• Raw data
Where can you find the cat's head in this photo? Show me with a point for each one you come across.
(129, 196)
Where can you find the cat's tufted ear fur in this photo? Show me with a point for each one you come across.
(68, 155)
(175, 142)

• Set task
Reproduce the listing above word for word, every line in its original order.

• Complete output
Where can you find the cat's head in this photo? Show me with a point for each one you come across.
(129, 196)
Where can you find the cat's tufted ear fur in this photo? Show me with a point for each one you come across.
(68, 155)
(175, 142)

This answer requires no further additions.